Main content area

Structured analysis of the high-dimensional FMR model

Liu, Mengque, Zhang, Qingzhao, Fang, Kuangnan, Ma, Shuangge
Computational statistics & data analysis 2020 v.144 pp. 106883
gene expression, models, neoplasms
The finite mixture of regression (FMR) model is a popular tool for accommodating data heterogeneity. In the analysis of FMR models with high-dimensional covariates, it is necessary to conduct regularized estimation and identify important covariates rather than noises. In the literature, there has been a lack of attention paid to the differences among important covariates, which can lead to the underlying structure of covariate effects. Specifically, important covariates can be classified into two types: those that behave the same in different subpopulations and those that behave differently. It is of interest to conduct structured analysis to identify such structures, which will enable researchers to better understand covariates and their associations with outcomes. Specifically, the FMR model with high-dimensional covariates is considered. A structured penalization approach is developed for regularized estimation, selection of important variables, and, equally importantly, identification of the underlying covariate effect structure. The proposed approach can be effectively realized, and its statistical properties are rigorously established. Simulation demonstrates its superiority over alternatives. In the analysis of cancer gene expression data, interesting models/structures missed by the existing analysis are identified.

RECORDED DATA:
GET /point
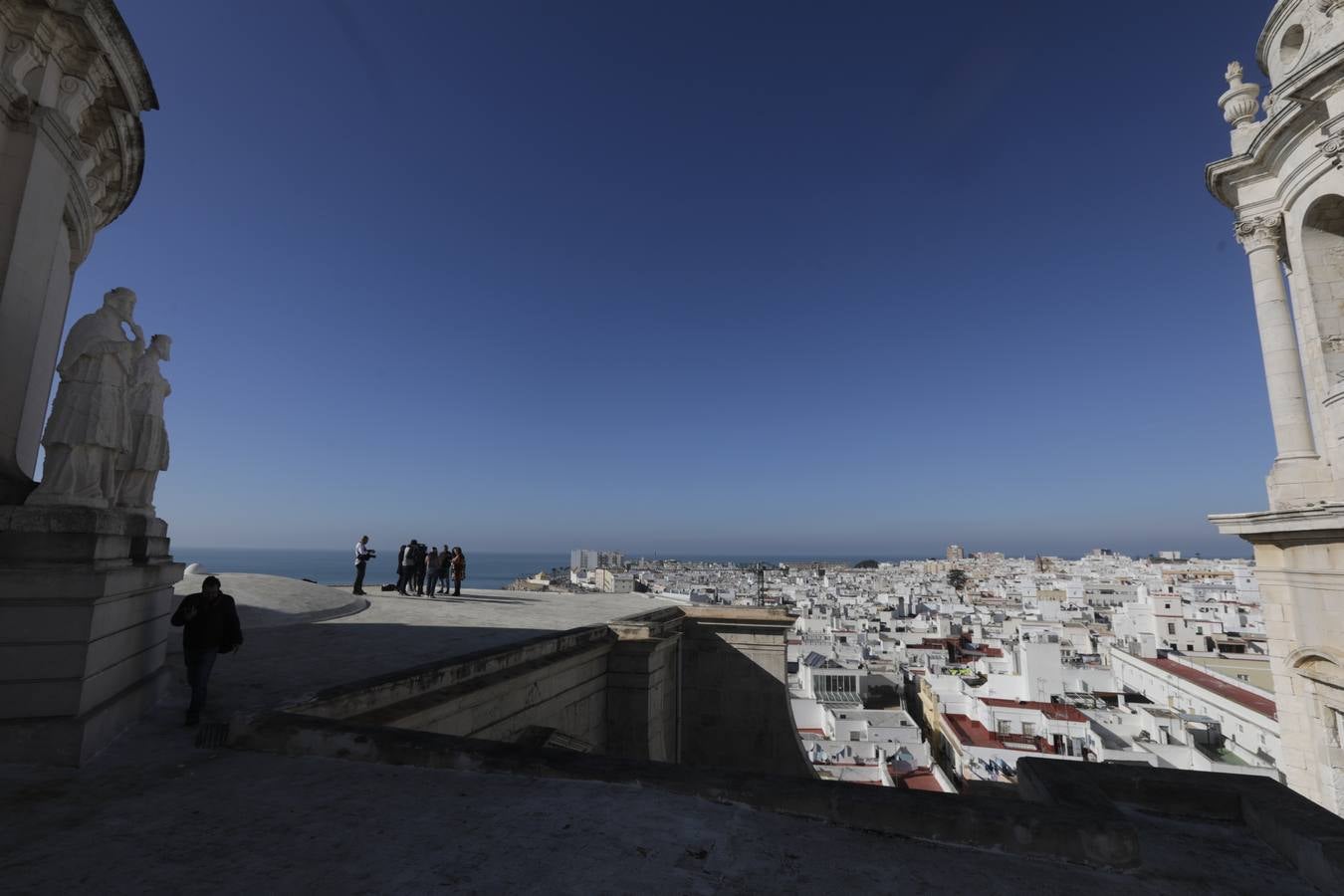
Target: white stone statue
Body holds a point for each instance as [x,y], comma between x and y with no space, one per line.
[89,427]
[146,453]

--

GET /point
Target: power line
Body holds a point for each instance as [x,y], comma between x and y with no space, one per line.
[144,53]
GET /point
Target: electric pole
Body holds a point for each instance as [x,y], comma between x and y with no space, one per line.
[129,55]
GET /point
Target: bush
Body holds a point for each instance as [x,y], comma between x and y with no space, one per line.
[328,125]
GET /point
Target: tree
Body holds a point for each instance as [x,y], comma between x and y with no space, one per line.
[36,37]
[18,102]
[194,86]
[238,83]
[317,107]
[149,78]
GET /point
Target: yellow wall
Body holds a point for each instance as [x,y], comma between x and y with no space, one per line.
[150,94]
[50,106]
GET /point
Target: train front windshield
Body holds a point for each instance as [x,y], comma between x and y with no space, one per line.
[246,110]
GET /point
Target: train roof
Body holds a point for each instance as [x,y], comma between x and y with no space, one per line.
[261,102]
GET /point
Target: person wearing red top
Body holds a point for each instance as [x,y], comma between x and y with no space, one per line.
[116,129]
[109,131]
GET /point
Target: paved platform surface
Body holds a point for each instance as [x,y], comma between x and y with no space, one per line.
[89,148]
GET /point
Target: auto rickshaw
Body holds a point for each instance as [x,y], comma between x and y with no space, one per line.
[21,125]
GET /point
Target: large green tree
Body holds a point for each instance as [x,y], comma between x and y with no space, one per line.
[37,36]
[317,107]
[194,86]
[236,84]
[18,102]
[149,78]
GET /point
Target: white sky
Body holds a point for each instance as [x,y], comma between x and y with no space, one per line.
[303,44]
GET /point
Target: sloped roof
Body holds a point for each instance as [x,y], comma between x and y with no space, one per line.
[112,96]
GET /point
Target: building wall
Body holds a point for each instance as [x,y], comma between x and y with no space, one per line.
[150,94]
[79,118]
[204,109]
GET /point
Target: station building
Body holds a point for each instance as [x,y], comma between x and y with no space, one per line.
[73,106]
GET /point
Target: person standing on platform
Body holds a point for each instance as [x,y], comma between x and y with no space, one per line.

YOUR TASK:
Condense the paragraph of the abstract that begins "The finite mixture of regression (FMR) model" into a short bulleted list that keeps its main facts. The data plays no part in what follows.

RESPONSE AREA:
- The finite mixture of regression (FMR) model is a popular tool for handling data heterogeneity.
- With high-dimensional covariates, regularized estimation is needed to separate important covariates from noises.
- Earlier work paid little attention to differences among important covariates. Some behave the same across subpopulations and others behave differently.
- Identifying this structure helps researchers understand covariates and their links to outcomes.
- A structured penalization approach is developed for regularized estimation, variable selection, and identification of the covariate effect structure.
- The approach can be effectively realized, and its statistical properties are rigorously established.
- Simulation shows it outperforms alternatives.
- In cancer gene expression data, it identifies interesting models/structures that existing analysis missed.